**** RECORDS TO USE ****

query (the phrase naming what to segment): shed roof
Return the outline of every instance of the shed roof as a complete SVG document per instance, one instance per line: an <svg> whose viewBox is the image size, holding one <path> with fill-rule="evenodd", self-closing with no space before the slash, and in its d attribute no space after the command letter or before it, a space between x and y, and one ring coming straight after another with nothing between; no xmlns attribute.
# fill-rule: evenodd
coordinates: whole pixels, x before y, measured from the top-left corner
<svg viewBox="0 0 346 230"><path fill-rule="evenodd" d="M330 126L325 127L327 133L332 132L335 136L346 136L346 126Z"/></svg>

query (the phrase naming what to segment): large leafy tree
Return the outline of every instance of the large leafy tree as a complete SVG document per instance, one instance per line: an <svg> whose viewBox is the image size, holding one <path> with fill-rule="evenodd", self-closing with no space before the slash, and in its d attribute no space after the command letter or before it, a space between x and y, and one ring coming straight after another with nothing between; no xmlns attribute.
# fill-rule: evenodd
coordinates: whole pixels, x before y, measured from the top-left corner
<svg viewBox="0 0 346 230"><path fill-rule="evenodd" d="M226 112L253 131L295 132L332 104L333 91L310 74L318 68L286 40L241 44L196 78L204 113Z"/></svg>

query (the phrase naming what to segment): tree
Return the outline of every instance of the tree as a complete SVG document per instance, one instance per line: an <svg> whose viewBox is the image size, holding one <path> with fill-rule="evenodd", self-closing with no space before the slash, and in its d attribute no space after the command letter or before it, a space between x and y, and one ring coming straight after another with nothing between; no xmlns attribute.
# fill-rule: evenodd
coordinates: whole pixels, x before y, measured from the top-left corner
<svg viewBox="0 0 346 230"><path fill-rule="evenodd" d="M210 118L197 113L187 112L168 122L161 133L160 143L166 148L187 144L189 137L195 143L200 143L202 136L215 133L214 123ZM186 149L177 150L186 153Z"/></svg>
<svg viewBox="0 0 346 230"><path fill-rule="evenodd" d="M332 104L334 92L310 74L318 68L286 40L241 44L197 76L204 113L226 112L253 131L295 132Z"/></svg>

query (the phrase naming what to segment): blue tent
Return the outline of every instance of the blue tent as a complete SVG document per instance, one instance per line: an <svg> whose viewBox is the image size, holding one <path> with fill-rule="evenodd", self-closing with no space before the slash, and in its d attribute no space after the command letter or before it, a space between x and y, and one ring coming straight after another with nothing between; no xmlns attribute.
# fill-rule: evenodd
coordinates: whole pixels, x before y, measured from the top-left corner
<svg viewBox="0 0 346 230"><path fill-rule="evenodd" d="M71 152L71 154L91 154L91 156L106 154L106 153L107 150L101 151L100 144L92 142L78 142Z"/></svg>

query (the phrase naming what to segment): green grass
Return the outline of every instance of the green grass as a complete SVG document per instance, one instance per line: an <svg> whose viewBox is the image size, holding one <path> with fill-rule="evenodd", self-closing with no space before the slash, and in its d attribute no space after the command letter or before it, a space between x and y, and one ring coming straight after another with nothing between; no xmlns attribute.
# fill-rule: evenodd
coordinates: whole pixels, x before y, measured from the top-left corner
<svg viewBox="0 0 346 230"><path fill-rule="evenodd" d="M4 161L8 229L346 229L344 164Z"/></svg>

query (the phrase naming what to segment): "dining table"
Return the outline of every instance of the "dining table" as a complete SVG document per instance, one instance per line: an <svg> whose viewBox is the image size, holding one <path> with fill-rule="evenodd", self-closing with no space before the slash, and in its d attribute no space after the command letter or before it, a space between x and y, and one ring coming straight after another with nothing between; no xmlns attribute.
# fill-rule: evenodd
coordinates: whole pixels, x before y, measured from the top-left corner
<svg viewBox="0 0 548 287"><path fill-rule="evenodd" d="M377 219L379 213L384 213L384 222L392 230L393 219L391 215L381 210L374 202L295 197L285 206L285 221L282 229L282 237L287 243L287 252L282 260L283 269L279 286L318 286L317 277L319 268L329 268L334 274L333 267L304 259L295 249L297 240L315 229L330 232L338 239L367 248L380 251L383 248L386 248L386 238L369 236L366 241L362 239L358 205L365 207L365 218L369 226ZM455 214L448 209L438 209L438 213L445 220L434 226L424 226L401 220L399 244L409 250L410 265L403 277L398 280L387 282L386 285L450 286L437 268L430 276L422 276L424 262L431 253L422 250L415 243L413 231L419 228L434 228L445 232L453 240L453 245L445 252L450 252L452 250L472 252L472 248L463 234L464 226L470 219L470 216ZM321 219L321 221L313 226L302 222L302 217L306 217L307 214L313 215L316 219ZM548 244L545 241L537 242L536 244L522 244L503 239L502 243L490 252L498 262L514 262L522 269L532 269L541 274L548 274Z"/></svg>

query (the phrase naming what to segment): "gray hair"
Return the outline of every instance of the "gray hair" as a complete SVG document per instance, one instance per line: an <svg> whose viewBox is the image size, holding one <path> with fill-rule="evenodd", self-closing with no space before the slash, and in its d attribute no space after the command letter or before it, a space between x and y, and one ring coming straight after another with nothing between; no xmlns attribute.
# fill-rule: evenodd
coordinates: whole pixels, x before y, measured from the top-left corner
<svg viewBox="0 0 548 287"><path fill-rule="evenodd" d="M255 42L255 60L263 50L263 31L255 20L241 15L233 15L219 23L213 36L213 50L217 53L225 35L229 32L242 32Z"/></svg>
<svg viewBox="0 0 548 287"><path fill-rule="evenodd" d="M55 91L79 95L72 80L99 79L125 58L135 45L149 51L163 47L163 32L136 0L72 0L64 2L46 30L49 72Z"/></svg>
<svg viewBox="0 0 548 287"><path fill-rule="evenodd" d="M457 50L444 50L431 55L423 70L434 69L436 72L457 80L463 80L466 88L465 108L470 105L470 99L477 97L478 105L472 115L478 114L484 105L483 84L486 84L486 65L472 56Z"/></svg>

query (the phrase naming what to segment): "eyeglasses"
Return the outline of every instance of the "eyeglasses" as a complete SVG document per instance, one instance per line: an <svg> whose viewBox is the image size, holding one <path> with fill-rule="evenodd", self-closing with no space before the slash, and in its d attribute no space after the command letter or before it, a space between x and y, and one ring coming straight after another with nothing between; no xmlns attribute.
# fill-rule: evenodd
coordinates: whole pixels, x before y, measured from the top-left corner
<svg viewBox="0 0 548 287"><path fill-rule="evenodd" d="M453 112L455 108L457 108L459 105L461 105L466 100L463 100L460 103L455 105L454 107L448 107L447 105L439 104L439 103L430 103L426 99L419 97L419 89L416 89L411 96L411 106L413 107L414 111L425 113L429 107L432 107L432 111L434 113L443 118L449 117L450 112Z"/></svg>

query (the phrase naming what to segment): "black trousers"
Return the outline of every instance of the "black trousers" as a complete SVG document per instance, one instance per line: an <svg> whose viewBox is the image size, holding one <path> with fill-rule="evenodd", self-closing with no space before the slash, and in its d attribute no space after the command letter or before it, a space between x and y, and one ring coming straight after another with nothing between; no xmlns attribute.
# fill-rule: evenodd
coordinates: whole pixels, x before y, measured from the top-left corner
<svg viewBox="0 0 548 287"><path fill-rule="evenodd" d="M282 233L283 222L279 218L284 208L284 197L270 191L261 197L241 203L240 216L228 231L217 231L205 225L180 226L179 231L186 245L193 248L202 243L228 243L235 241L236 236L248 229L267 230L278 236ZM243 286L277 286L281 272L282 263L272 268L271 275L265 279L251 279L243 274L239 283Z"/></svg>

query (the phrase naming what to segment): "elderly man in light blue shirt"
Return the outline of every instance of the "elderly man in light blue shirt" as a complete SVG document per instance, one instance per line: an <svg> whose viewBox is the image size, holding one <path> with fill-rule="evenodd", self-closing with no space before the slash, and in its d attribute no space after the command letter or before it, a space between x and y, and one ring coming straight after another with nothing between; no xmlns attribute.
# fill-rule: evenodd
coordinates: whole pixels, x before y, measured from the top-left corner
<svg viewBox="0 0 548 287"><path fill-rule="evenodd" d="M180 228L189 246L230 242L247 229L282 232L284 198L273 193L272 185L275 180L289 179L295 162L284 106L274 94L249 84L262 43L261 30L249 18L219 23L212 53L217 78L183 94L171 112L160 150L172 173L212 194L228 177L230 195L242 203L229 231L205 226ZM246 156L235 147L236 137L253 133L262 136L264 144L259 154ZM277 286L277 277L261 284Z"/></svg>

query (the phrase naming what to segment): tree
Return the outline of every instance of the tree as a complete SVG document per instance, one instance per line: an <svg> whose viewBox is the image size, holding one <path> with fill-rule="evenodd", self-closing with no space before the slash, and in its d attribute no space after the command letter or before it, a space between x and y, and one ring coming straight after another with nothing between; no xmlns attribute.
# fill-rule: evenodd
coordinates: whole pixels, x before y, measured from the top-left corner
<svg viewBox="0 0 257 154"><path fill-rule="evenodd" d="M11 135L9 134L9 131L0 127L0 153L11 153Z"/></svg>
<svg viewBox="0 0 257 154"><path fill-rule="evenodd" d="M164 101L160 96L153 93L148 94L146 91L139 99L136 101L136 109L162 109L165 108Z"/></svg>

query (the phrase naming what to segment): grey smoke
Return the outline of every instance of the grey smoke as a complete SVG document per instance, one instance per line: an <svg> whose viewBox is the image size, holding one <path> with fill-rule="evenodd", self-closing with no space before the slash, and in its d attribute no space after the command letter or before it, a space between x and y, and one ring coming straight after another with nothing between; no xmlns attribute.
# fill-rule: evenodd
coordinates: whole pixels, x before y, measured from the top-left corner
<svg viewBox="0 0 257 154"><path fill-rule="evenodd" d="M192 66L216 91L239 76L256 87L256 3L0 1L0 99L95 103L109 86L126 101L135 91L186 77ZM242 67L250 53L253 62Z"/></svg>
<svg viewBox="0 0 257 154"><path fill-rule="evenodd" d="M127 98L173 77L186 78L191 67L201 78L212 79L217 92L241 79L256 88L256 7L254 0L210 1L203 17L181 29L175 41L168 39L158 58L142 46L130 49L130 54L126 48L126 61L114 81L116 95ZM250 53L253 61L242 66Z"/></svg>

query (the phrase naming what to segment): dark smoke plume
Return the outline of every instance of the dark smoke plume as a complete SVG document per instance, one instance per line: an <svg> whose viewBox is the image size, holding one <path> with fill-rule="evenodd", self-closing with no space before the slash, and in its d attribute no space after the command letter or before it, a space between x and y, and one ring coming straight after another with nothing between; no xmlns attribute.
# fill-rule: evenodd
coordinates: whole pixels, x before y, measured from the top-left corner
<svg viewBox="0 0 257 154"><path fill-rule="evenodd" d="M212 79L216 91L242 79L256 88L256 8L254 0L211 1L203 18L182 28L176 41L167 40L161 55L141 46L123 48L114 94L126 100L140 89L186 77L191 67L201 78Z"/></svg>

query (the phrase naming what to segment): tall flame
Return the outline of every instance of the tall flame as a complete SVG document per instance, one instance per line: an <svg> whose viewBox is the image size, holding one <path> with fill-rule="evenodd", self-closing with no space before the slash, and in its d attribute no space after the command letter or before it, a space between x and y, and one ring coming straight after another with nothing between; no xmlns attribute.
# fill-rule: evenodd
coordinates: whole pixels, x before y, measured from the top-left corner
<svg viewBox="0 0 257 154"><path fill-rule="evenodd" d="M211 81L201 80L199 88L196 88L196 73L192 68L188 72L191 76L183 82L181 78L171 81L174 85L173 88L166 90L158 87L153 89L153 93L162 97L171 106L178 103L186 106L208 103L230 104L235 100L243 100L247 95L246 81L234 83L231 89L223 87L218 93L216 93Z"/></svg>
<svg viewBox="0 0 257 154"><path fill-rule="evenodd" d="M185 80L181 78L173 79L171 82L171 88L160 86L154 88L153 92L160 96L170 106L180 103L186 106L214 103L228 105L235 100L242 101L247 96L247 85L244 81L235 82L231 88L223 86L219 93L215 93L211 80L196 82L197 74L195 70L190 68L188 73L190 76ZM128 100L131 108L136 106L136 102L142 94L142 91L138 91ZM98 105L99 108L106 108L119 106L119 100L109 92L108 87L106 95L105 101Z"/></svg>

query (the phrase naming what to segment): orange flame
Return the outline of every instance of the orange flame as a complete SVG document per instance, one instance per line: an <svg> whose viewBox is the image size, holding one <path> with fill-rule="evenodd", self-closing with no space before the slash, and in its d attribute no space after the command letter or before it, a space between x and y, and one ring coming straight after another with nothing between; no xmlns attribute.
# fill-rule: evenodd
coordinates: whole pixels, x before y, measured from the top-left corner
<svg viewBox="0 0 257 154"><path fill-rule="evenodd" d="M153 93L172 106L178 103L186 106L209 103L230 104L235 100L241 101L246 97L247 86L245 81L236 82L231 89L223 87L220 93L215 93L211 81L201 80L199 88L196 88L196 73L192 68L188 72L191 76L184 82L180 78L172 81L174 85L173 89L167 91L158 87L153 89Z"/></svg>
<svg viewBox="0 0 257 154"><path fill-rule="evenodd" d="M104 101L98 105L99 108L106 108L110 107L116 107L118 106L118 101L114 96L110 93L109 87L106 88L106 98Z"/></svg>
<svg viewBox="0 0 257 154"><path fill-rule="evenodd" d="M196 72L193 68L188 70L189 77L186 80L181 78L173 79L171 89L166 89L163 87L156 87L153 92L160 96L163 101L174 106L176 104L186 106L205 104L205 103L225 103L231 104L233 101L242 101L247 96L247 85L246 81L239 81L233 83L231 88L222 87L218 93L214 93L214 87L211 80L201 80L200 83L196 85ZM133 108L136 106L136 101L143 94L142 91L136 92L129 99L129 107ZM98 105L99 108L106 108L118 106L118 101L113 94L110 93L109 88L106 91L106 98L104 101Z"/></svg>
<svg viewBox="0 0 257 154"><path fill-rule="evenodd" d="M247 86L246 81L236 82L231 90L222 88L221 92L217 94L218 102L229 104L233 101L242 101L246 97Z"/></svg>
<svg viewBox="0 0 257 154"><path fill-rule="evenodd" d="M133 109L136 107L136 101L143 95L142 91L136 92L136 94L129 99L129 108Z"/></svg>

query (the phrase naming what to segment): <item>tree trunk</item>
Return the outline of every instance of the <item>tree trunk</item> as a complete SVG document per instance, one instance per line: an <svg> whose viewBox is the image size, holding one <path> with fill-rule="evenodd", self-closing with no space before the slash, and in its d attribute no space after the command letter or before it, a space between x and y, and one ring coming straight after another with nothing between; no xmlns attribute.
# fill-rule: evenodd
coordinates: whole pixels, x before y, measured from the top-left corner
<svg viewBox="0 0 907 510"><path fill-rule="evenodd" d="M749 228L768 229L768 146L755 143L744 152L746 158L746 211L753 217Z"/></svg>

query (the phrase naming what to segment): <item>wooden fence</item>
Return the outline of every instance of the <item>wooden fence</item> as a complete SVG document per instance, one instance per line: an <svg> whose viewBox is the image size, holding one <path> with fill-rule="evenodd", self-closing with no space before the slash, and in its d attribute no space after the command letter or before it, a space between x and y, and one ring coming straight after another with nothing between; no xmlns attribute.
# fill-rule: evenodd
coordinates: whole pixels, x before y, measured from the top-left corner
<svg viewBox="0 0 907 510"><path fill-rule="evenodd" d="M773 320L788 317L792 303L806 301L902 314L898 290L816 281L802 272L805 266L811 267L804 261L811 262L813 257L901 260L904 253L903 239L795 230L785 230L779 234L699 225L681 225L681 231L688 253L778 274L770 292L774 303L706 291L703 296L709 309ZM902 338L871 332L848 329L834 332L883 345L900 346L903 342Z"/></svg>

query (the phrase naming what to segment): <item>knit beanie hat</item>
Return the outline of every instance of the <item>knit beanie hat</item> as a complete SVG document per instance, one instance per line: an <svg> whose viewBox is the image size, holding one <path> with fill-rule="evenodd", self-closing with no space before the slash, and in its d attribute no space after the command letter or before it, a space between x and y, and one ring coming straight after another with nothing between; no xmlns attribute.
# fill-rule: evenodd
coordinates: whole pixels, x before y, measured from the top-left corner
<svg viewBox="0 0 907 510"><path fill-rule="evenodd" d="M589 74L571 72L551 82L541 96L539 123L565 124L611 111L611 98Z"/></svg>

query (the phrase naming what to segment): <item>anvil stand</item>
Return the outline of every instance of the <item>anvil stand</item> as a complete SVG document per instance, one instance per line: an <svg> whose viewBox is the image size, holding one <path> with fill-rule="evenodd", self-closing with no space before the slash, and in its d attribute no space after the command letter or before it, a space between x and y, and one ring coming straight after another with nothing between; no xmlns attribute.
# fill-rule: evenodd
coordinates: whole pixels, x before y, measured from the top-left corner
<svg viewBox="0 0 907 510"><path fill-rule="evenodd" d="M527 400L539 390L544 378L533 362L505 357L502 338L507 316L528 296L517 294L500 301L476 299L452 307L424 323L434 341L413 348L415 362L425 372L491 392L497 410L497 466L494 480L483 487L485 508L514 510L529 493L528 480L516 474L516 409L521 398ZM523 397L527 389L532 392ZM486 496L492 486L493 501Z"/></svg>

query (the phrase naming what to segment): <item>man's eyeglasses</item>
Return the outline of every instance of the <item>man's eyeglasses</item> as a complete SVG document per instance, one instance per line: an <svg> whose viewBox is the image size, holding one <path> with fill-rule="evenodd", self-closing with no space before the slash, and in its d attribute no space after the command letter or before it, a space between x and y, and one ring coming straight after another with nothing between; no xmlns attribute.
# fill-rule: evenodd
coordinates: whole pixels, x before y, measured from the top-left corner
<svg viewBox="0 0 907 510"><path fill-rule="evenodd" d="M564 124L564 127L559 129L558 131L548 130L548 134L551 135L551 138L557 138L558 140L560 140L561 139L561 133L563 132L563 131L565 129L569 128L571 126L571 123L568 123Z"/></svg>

****

Put the records between the line holding "query (the phrase naming what to segment): green" and the line holding "161L8 229L346 229L344", inclusive, into a two-column CSV with the columns text and answer. Give one row per record, with each field in quotes and line breaks replaced by spaces.

text,answer
"query (the phrase naming what to segment): green grass Return the outline of every instance of the green grass as a complete SVG document per instance, one instance per line: an <svg> whose viewBox is the image size, holding one <path> with fill-rule=""evenodd"", self-closing with no space before the slash, and in its d attribute no space after the command letter or before it, a space between x and y, and one ring coming straight after another with nothing between; no xmlns attribute. # fill-rule: evenodd coordinates: whole pixels, x before y, measured from the top-left corner","<svg viewBox=""0 0 346 230""><path fill-rule=""evenodd"" d=""M4 161L8 229L346 229L344 164Z""/></svg>"